Task 1: Reproduce verbatim the passage of the plural-forms documentation that begins at the words "Mental model" and ends after the words "every row compiles.".
Task 2:
Answer these questions from the plural-forms documentation:
(a) What byte limit does ?PLURAL_EXPR_MAX_BYTES set?
(b) In what store does the module cache the compiled CLDR ASTs?
(c) About how many locales does the embedded CLDR table cover?
Task 3: Continue the plural-forms documentation from the point where it ends.

Reading passage:
====
Compiles the C expression from a .po Plural-Forms: header (nplurals=N; plural=EXPR;) into a small AST and evaluates it to choose the plural form for a given N — this is what backs ngettext/npgettext.

The problem it solves

gettext selects the correct plural translation by evaluating a C EXPRESSION embedded in the .po header (e.g. the Russian 3-form rule n%10==1 && n%100!=11 ? 0 : ...). Each locale ships its own. This module replaces the legacy gettexter's Yecc/Leex/erl_eval pipeline with a hand-written recursive-descent parser + AST interpreter (no dynamic generation of Erlang code, so dialyzer/eqwalizer can reason about everything). It turns EXPR into a ast/0 and evaluates it to a form index in [0, NPlurals).

Mental model

  • Two phases. compile/1 (load-time, cold) parses + validates + packs into a plural_compiled/0. evaluate/2 (lookup-time, HOT PATH) interprets that bundle per call. The catalog loader compiles ONCE and keeps the bundle; each ngettext/npgettext calls only evaluate/2.
  • Runtime source-of-truth is the .po header (PSD-004). The embedded CLDR table (~49 locales, cldr_rule/1) does NOT take part in the hot path: it is consulted only at load time to emit divergence warnings (validate_against_cldr/2) and as a fallback when the header is missing (fallback_rule/0).
  • Trusted vs untrusted. The header expression comes from a tenant's .po — UNTRUSTED input (ADR-0003, see SECURITY.md). The cldr_data/0 table is a static module literal — TRUSTED. That is why compile/1 is fail-closed and hardened, while cldr_compiled_table/0 assumes every row compiles.
  • Pure function, no per-process state. Unlike the catalog server, this module has no gen_server, no ETS and no process dictionary. The only side effect is a global read-once cache in persistent_term (cldr_compiled_table/0), memoising the compiled CLDR ASTs — a module-scoped singleton under a fixed key, built once per node and never invalidated (cldr_data/0 is constant).

Anti-DoS hardening (ADR-0003)

The attack surface is the .po expression. The defenses ALL live in compile/1 (cold), so that evaluate/2 (hot) stays O(1)-bounded by construction:

  • ?PLURAL_EXPR_MAX_BYTES (2048) — rejects a long expression before parse.
====
Record list:
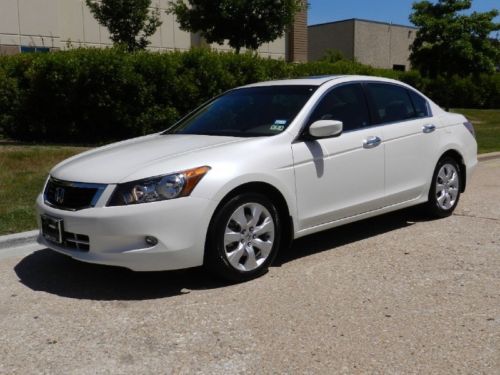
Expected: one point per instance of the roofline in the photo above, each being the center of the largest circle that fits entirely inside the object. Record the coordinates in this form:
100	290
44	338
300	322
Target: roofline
364	20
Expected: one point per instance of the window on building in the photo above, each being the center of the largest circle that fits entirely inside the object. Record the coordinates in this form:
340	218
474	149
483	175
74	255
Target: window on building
345	103
31	49
392	103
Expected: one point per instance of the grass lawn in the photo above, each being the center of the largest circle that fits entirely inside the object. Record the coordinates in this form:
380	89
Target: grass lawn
23	170
487	125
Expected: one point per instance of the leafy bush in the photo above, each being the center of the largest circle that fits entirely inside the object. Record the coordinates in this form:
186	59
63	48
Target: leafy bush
101	95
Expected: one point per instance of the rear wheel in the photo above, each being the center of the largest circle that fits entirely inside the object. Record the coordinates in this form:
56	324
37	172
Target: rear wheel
244	238
444	193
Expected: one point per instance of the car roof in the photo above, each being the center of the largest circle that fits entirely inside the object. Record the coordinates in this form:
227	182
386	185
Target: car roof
320	80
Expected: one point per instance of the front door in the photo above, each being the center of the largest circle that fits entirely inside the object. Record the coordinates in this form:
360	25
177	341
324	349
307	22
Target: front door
343	176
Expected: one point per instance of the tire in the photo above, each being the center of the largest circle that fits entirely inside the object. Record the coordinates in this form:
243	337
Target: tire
244	238
444	193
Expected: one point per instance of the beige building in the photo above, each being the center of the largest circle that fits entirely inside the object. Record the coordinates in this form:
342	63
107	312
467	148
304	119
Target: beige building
381	45
43	25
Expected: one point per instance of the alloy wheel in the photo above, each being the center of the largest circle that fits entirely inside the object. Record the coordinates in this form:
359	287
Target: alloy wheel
249	237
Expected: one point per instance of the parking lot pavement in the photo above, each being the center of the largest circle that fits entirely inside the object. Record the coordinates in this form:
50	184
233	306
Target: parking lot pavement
395	294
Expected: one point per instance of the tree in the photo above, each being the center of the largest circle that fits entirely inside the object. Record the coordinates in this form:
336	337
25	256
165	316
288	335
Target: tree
243	23
450	42
130	22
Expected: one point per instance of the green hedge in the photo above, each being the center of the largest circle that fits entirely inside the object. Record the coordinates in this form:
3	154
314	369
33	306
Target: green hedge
100	95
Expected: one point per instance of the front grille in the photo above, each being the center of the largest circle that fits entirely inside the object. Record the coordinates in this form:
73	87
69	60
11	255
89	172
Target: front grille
72	195
73	241
76	241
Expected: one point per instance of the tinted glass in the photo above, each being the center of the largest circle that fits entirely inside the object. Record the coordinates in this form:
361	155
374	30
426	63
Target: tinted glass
247	112
345	103
392	103
420	104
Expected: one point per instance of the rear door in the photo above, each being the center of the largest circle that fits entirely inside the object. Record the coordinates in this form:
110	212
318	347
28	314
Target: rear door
410	137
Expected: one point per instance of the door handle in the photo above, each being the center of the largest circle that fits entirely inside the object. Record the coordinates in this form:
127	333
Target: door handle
371	142
428	128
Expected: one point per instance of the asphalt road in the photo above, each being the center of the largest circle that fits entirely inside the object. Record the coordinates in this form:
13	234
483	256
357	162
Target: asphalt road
394	294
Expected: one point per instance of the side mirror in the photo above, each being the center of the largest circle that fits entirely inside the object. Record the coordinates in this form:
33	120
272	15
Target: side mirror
325	128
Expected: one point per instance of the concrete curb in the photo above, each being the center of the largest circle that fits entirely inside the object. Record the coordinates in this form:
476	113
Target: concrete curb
18	239
28	239
490	156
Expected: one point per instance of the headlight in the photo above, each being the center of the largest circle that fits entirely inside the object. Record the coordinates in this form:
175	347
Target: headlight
158	188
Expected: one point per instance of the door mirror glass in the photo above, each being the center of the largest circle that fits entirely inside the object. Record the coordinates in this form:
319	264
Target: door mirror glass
325	128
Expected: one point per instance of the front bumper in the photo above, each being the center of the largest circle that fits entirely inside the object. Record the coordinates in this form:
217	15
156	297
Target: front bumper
117	234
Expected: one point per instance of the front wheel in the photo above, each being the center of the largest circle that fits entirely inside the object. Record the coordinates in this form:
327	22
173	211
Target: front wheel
244	238
445	189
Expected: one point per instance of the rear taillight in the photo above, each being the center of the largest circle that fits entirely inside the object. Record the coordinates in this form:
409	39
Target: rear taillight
470	128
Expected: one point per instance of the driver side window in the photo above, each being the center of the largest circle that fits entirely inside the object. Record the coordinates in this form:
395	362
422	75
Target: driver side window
346	103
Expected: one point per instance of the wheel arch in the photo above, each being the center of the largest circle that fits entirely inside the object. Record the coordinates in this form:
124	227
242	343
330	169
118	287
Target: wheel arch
454	154
275	196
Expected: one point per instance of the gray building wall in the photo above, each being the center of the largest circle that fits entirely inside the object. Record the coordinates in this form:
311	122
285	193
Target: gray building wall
335	35
381	45
62	24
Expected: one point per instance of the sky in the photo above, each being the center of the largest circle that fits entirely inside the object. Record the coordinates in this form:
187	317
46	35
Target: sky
395	11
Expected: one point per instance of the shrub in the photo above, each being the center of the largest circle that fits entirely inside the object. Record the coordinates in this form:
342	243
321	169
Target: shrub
101	95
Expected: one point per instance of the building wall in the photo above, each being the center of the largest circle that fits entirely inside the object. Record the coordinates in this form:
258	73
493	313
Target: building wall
383	45
335	35
62	24
378	44
297	40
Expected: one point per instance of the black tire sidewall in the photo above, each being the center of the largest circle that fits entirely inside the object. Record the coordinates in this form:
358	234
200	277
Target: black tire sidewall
215	257
433	206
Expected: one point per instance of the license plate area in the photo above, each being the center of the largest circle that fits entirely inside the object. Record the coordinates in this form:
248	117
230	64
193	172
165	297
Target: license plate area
52	229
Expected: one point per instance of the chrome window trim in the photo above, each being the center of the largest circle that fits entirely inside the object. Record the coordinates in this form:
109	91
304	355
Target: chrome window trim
373	125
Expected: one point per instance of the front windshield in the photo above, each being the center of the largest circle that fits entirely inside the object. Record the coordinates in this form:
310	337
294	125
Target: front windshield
247	112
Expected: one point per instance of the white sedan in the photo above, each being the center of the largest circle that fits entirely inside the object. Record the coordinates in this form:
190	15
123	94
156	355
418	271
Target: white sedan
236	180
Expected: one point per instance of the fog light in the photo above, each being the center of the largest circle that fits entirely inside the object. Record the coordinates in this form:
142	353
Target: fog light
151	241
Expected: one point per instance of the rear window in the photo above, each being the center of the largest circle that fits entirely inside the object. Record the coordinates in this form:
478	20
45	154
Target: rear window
420	103
392	103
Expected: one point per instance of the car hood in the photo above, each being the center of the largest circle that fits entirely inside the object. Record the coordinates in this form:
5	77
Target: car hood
====
Answer 1:
Mental model

  • Two phases. compile/1 (load-time, cold) parses + validates + packs into a plural_compiled/0. evaluate/2 (lookup-time, HOT PATH) interprets that bundle per call. The catalog loader compiles ONCE and keeps the bundle; each ngettext/npgettext calls only evaluate/2.
  • Runtime source-of-truth is the .po header (PSD-004). The embedded CLDR table (~49 locales, cldr_rule/1) does NOT take part in the hot path: it is consulted only at load time to emit divergence warnings (validate_against_cldr/2) and as a fallback when the header is missing (fallback_rule/0).
  • Trusted vs untrusted. The header expression comes from a tenant's .po — UNTRUSTED input (ADR-0003, see SECURITY.md). The cldr_data/0 table is a static module literal — TRUSTED. That is why compile/1 is fail-closed and hardened, while cldr_compiled_table/0 assumes every row compiles.

Answer 2:
(a) 2048 bytes.
(b) In persistent_term.
(c) About 49 locales.

Answer 3:
  • ?PLURAL_EXPR_MAX_DEPTH (64) — bounds nesting (and the walker's stack).
  • ?AST_MAX_NODES (256) — bounds the node count (a wide flat chain n*n*...*n passes both caps above but would grow an n^k bignum per lookup).
  • ?MAX_INT_DIGITS (7) — bounds the digits of nplurals= before binary_to_integer materialises the bignum.
  • Static rejection (validate_safe/2) — refuses rules provably faulty for EVERY N (div/mod by a constant divisor of 0; constant outside [0, NPlurals)).

evaluate/2 is TOTAL: it never raises. Mirroring the GNU libintl runtime (dcigettext.c), division/modulo by zero is coerced to 0 and a form outside [0, NPlurals) is clamped to 0. Anyone who needs to OBSERVE the anomaly (log/alert) uses evaluate_checked/2, which returns it as data.

When you touch this module

Quickstart

%% Compile the Russian 3-form (one/few/many) rule once...
1> Hdr = <<"nplurals=3; plural=n%10==1 && n%100!=11 ? 0 : "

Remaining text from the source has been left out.